▸ ФРАГМЕНТ ДОКУМЕНТА
_ _ _ _
Второй ответ ассоциировался бы для Витгенштейна с "августинианскими" теориями значения, которые он отбрасывает вместе с репрезентационизмом "Трактата". (Точнее, он ассоциируется вообще с любыми абсолютистскими теориями значения, а не только идеационными.) Но и первый ответ не явился бы для Витгенштейна удовлетворительным, из чего и возникает обсуждение проблемы следования правилу. Поэтому для этого обсуждения оказывается не столь важно, конечное или бесконечное множество утверждений вовлечены в рассуждение —его целью является скорее уточнение понятия процедуры, роли процедур, содержания процедур, в отличие от статичных понятий.

Интерпретация описанной проблематики, предложенная Солом Крипке, утверждает логический приоритет обсуждения следования правилу над обсуждением аргумента частного языка. Эта постановка вопроса отличается от изложенной в § 201 "Философских исследований", где Витгенштейн формулирует проблему, ставшую фокусом дискуссий, следующим образом.

Наш парадокс был таким: ни один образ действий не мог бы определяться каким-то правилом, поскольку любой образ действий можно привести в соответствие. Ответом служило: если все можно привести в соответствие с данным правилом, то все может быть приведено и в противоречие с этим правилом. Поэтому тут не было бы ни соответствия, ни противоречия.
_ _ _ _
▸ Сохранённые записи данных

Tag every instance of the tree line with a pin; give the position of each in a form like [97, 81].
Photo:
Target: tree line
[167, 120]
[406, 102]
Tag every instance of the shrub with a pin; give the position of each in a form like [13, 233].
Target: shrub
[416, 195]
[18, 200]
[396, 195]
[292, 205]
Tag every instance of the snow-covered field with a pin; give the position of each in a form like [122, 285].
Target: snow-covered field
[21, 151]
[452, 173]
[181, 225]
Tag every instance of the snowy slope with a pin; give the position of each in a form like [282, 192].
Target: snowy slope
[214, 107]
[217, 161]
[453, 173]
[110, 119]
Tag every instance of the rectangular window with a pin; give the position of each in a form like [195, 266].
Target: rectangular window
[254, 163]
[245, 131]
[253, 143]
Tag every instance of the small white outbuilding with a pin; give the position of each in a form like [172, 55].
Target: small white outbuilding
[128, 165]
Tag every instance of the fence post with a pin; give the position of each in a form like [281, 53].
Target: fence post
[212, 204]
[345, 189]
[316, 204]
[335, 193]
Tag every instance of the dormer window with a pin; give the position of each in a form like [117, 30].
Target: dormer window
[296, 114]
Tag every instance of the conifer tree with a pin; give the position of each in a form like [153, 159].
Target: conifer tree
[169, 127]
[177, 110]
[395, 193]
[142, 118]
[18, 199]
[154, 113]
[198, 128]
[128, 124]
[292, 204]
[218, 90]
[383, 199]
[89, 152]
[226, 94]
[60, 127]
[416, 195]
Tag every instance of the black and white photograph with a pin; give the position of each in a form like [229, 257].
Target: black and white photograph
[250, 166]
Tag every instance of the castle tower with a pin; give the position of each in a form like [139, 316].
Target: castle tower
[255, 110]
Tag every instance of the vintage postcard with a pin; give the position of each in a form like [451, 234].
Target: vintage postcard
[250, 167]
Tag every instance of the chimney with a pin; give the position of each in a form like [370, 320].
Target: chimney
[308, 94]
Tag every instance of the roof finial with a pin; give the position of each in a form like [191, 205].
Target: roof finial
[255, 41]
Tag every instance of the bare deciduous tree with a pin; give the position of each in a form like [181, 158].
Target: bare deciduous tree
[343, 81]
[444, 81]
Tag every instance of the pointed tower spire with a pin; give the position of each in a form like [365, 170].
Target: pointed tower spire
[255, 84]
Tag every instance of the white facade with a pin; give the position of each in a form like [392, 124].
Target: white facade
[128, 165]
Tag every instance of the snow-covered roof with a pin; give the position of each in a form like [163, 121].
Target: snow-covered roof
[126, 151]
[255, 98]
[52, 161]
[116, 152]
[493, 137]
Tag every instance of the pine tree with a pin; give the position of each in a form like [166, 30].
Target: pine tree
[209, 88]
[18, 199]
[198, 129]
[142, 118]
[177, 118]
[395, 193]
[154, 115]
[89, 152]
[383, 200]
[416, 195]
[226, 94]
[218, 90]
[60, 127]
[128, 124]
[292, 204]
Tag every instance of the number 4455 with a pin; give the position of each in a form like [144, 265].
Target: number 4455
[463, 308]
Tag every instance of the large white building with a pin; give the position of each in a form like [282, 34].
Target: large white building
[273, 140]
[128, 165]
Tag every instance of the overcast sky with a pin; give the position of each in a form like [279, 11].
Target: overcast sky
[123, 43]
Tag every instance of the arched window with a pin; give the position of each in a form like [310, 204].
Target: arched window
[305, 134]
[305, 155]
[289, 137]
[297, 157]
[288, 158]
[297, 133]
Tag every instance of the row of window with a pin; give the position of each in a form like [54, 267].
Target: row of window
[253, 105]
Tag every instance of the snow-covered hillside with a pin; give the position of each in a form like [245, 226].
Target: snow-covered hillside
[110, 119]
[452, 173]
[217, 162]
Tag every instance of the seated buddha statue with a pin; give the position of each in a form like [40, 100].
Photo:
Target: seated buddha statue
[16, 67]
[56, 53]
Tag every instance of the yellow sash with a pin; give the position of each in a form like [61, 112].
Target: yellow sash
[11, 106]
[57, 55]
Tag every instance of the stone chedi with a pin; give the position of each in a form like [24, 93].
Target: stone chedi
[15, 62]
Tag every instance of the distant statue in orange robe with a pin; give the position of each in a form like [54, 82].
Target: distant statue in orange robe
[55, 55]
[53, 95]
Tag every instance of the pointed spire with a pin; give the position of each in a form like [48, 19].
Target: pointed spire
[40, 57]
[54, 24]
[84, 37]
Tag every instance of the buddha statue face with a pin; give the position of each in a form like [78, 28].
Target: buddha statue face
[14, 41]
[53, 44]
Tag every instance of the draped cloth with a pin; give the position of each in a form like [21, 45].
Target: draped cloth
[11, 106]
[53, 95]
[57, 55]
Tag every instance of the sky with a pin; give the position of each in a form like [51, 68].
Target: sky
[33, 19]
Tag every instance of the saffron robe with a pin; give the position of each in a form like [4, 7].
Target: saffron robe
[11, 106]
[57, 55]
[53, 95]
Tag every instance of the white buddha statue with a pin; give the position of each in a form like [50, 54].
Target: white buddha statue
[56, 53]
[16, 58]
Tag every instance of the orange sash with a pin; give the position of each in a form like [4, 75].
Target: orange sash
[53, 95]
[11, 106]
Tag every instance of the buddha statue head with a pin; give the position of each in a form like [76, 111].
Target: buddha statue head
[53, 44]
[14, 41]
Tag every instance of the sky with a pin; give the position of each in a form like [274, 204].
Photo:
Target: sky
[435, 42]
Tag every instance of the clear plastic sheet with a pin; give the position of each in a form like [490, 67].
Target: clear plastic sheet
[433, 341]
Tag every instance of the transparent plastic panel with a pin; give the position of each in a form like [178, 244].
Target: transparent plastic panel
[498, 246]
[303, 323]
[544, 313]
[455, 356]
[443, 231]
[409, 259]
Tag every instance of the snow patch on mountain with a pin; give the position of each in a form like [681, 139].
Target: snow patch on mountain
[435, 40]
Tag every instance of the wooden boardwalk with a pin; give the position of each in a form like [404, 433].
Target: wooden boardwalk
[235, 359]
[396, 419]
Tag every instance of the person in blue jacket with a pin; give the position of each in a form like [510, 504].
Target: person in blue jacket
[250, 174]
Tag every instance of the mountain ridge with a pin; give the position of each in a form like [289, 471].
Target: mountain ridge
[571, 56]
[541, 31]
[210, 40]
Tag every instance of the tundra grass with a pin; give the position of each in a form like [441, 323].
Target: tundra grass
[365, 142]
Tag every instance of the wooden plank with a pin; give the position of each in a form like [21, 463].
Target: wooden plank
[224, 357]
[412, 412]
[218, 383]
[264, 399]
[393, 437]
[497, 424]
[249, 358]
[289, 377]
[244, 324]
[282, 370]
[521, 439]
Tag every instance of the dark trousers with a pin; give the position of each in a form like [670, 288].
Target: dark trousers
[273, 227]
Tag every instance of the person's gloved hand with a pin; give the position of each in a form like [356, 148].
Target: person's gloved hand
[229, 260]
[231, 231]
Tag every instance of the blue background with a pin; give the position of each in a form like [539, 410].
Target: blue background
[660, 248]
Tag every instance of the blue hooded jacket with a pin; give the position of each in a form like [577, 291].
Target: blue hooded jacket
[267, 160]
_ _ _ _
▸ ПИСЬМЕННОЕ ЗАДАНИЕ 1
Соберите из записей все строки, в которых встречается слово «pointed», и перепишите их без изменений.
▸ ПИСЬМЕННОЕ ЗАДАНИЕ 2
Подхватите текст о следовании правилу у Витгенштейна и продолжите его сразу после последнего предложения.
Текст и записи никак не связаны между собой.

▸ ОТВЕТ НА ЗАДАНИЕ 1
Tag every instance of the pointed tower spire with a pin; give the position of each in a form like [365, 170].
Target: pointed tower spire
Tag every instance of the pointed spire with a pin; give the position of each in a form like [48, 19].
Target: pointed spire

▸ ОТВЕТ НА ЗАДАНИЕ 2
Мы здесь сталкиваемся с определенным непониманием, и это видно уже из того, что по ходу рассуждения выдвигались одна за другой разные интерпретации;

словно любая из них удовлетворяла нас лишь на то время, пока в голову не приходила другая, сменявшая прежнюю. А это свидетельствует о том, что существует такое понимание правила, которое является не интерпретацией, а обнаруживается в том, что мы называем "следованием правилу" и "действием вопреки" правилу в реальных случаях применения.

По мнению Крипке, "невозможность частного языка появляется как заключение скептического решения [Витгенштейном] его собственного парадокса"[305]. Сам Витгенштейн немедленно отклоняет этот парадокс в следующем же абзаце: "Мы здесь сталкиваемся с определенным непониманием...";

но Крипке использует парадокс для подробного скептического обсуждения проблемы значения.

(Крипке с самого начала оговаривается, что реконструируемая им скептическая фигура Витгенштейна не тождественна своему историческому источнику[306]. В свою очередь, теория Крипке породила собственную интерпретативную литературу, в которой обсуждение часто продолжается в значительной степени независимо от первоначального аргумента частного языка.

Витгенштейн Крипке, реальный или вымышленный, стал самостоятельным философом — "Крипкенштейном", и для многих исследователей уже не важно, насколько верно (или насколько последовательно) воспроизведены в этой версии первоначальные идеи исторического Витгенштейна относительно частного языка — важнее возможные теоретические следствия[307]. В то же время другое возможное здесь соображение состоит в том, что хотя теория Крипке интересна и плодотворна, тем не менее она основана на недискусионном принятии автором некоторых исходных допущений, против которых приводил доводы Витгенштейн[308].) Чтобы проиллюстрировать проблему, Крипке выбирает пример сложения. Каким образом мы понимаем, что именно нужно делать, чтобы сложить два числа?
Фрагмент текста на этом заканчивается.